Task directions: Reproduce the lecture announcement below in full, word for word and with no changes.

Extracted text:
Dr Charles Roseman - Genomes, phenomes, and fitness: Bringing the whole human organism into the study of human evolution

Joint HESP/BISC Lecture

 

Dr. Charles Roseman

Department of Anthropology University of Illinois, Urbana-Champaign

Genomes, phenomes, and fitness: Bringing the whole human organism into the study of human evolution

Wednesday, September 17 – 3:30pm IRMACS Theatre

Understanding the ways in which genes and environments interact to produce complex phenotypes and individual differences to fitness is of fundamental importance for the study of evolution. Concentrating on the evolution of human cranial form and the relationship between various life history traits and fitness in humans, I will talk about the ways in which evolutionary genetic models coupled with newly available genomic data can be used to answer long-standing questions about human phenotypic evolution. I demonstrate that the evolution of human cranial form was driven by multiple evolutionary forces that are only detectable by unifying phenotype and genotype. Looking to human life history characteristics and fitness, I demonstrate that the genetic variation in life history characteristics and fitness show secular change in a pedigreed historical sample from the 19th century American West. I use both of these examples to argue that, far from being reductionistic, genetics is the one thing that allows us to bring the whole human organism into the study of evolution.

Data listing:
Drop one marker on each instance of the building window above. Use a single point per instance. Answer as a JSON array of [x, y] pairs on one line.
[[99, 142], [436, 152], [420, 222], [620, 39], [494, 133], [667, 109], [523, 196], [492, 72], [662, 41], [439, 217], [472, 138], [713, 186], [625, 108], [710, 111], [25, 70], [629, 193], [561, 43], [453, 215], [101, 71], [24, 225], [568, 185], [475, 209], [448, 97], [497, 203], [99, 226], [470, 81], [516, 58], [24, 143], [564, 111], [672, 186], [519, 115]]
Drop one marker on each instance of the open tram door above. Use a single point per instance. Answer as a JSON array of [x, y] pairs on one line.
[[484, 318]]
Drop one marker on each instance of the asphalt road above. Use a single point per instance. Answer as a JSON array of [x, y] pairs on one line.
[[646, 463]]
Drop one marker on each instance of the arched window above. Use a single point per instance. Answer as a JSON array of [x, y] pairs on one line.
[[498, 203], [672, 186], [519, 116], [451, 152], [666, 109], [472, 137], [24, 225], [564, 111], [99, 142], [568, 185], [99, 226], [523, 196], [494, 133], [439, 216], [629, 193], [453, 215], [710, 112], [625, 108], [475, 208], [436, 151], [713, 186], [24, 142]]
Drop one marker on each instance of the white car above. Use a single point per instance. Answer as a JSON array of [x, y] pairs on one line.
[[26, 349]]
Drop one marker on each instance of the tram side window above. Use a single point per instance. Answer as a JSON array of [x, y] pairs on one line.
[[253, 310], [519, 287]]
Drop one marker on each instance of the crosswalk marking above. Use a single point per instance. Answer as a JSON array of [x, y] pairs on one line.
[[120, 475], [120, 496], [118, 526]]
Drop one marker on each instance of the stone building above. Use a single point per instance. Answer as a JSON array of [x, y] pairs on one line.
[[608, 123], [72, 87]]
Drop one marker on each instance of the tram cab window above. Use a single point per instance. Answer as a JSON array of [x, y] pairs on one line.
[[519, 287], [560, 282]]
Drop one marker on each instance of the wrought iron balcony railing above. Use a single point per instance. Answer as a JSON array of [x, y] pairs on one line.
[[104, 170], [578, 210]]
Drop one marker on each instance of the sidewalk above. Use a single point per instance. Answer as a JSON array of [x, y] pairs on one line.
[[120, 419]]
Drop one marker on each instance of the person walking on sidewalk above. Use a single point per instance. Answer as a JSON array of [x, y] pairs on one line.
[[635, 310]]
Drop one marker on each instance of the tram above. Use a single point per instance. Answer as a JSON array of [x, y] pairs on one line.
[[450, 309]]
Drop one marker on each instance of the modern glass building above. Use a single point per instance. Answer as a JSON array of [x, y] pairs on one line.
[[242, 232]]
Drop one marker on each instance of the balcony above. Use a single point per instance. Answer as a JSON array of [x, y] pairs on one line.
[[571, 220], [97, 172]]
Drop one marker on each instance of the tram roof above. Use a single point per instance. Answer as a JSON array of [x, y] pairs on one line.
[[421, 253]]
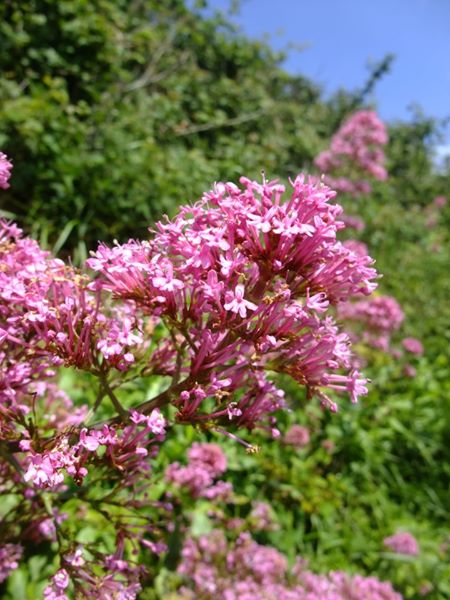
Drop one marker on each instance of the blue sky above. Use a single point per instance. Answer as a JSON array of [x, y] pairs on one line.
[[340, 37]]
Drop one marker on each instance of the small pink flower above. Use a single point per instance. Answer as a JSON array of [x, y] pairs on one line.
[[5, 171], [413, 345], [236, 302]]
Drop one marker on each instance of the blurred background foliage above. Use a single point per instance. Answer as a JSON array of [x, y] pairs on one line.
[[116, 111]]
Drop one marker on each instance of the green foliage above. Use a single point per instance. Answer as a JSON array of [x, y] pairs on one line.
[[113, 112]]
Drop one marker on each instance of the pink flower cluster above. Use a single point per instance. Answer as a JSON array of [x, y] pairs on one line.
[[120, 579], [297, 436], [244, 570], [243, 280], [413, 345], [374, 320], [10, 554], [49, 318], [5, 171], [125, 451], [402, 543], [206, 462], [355, 153]]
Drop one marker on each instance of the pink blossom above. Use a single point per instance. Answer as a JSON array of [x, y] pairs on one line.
[[413, 345], [10, 554], [5, 171], [297, 436], [235, 302], [356, 152]]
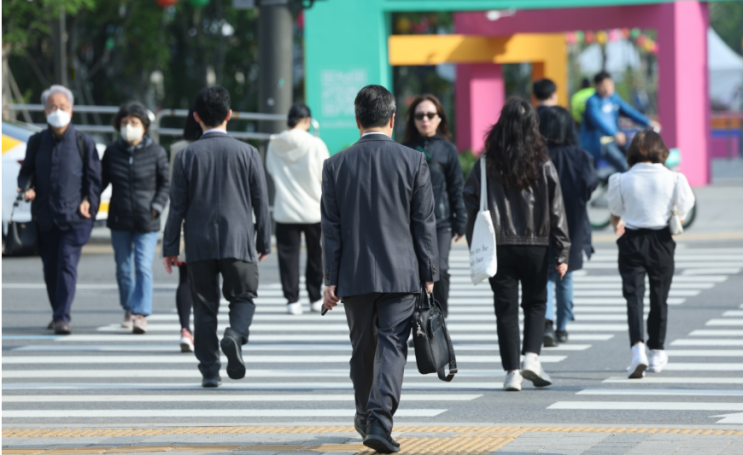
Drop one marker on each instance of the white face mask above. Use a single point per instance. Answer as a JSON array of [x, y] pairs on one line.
[[59, 118], [132, 133]]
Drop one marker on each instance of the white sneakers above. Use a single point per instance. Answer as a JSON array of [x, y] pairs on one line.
[[639, 363], [531, 370], [657, 360], [513, 381]]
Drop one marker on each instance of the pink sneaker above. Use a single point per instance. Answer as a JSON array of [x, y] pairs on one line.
[[186, 341]]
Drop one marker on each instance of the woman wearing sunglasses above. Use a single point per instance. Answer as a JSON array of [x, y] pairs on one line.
[[427, 131]]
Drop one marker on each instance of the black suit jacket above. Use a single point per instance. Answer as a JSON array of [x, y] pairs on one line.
[[378, 222], [218, 183]]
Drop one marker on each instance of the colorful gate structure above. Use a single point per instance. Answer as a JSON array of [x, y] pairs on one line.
[[348, 44]]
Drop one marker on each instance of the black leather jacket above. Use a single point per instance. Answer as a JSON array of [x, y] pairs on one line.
[[522, 217], [446, 179]]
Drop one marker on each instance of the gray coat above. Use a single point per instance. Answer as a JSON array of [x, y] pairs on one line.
[[378, 222], [218, 183]]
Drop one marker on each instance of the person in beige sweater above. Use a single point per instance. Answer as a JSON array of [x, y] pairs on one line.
[[294, 159]]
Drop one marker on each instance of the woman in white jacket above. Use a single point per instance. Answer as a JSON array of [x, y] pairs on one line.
[[642, 201], [295, 159]]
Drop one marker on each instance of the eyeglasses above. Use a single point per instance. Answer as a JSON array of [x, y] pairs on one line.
[[430, 115]]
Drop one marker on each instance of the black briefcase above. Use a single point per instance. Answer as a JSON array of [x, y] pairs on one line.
[[433, 348], [22, 239]]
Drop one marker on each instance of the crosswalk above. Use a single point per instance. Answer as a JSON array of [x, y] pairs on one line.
[[704, 358], [298, 365]]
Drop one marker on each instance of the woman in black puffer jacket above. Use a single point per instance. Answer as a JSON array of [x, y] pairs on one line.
[[138, 172], [427, 131]]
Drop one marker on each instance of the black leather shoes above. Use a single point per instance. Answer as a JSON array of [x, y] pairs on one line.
[[379, 439], [360, 426], [62, 328], [550, 339], [231, 347], [211, 383]]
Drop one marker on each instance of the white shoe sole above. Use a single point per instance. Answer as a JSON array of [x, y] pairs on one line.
[[535, 378], [639, 372], [186, 345]]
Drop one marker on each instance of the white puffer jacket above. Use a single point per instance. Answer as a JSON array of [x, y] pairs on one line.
[[295, 159]]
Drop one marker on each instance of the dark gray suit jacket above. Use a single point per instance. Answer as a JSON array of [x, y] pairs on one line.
[[218, 182], [378, 223]]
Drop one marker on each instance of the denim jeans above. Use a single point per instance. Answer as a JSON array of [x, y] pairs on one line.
[[562, 291], [134, 253], [614, 155]]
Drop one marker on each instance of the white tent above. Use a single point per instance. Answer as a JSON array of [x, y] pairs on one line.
[[725, 73]]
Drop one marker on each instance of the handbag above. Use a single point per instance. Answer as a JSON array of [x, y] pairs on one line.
[[674, 223], [433, 348], [22, 238], [483, 259]]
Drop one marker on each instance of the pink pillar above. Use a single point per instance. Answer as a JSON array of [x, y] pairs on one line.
[[683, 103], [480, 93]]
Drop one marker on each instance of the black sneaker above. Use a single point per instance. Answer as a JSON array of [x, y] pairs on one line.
[[379, 439], [211, 383], [231, 347], [550, 340]]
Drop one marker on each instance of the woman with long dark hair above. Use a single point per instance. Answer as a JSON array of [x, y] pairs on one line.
[[525, 202], [183, 301], [578, 179], [427, 130]]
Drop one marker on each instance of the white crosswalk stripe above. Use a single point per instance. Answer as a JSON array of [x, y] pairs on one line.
[[304, 359]]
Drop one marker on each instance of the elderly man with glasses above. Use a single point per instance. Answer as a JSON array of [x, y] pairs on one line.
[[61, 174]]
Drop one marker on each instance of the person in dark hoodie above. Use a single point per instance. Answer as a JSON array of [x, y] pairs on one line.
[[427, 130], [578, 179], [137, 169]]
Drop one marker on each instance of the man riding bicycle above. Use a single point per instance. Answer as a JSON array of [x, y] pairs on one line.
[[599, 132]]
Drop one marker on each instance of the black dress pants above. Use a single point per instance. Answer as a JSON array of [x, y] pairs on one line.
[[239, 287], [647, 251], [380, 325], [526, 265], [288, 243], [441, 289], [60, 253]]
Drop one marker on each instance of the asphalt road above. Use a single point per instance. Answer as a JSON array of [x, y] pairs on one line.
[[298, 366]]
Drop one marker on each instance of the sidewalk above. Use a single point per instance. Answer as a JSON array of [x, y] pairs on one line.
[[429, 440]]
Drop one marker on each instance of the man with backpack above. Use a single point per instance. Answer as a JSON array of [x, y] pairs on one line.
[[61, 174]]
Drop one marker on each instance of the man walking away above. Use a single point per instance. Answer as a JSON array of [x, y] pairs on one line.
[[380, 248], [545, 91], [62, 175], [294, 159], [218, 184]]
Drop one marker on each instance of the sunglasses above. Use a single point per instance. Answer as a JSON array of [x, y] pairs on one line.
[[430, 115]]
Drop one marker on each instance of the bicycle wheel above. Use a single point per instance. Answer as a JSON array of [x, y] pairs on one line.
[[598, 207]]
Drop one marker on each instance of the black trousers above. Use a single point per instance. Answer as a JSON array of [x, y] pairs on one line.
[[60, 253], [441, 288], [646, 251], [380, 326], [288, 243], [526, 265], [239, 287]]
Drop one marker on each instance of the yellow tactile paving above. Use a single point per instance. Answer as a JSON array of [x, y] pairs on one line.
[[415, 440]]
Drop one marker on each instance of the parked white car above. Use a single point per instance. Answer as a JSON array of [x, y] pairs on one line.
[[15, 137]]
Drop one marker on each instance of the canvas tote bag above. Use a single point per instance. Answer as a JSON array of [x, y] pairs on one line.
[[483, 261]]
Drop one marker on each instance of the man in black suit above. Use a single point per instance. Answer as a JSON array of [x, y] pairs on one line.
[[217, 186], [380, 249]]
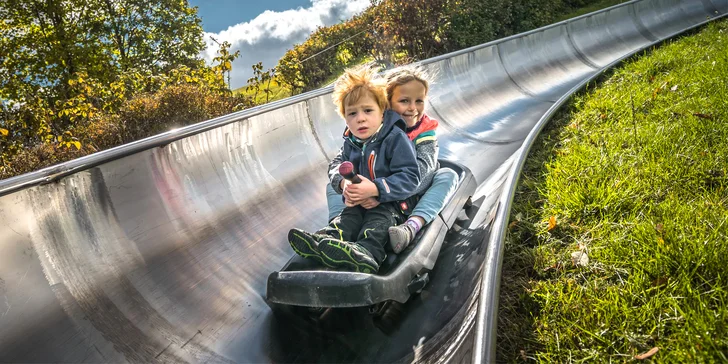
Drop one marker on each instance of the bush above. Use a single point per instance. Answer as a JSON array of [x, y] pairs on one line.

Response to this task:
Dr Charles Roseman - Genomes, phenomes, and fitness: Bringing the whole human organism into the study of human evolution

Joint HESP/BISC Lecture

 

Dr. Charles Roseman

Department of Anthropology University of Illinois, Urbana-Champaign

Genomes, phenomes, and fitness: Bringing the whole human organism into the study of human evolution

Wednesday, September 17 – 3:30pm IRMACS Theatre

Understanding the ways in which genes and environments interact to produce complex phenotypes and individual differences to fitness is of fundamental importance for the study of evolution. Concentrating on the evolution of human cranial form and the relationship between various life history traits and fitness in humans, I will talk about the ways in which evolutionary genetic models coupled with newly available genomic data can be used to answer long-standing questions about human phenotypic evolution. I demonstrate that the evolution of human cranial form was driven by multiple evolutionary forces that are only detectable by unifying phenotype and genotype. Looking to human life history characteristics and fitness, I demonstrate that the genetic variation in life history characteristics and fitness show secular change in a pedigreed historical sample from the 19th century American West. I use both of these examples to argue that, far from being reductionistic, genetics is the one thing that allows us to bring the whole human organism into the study of evolution.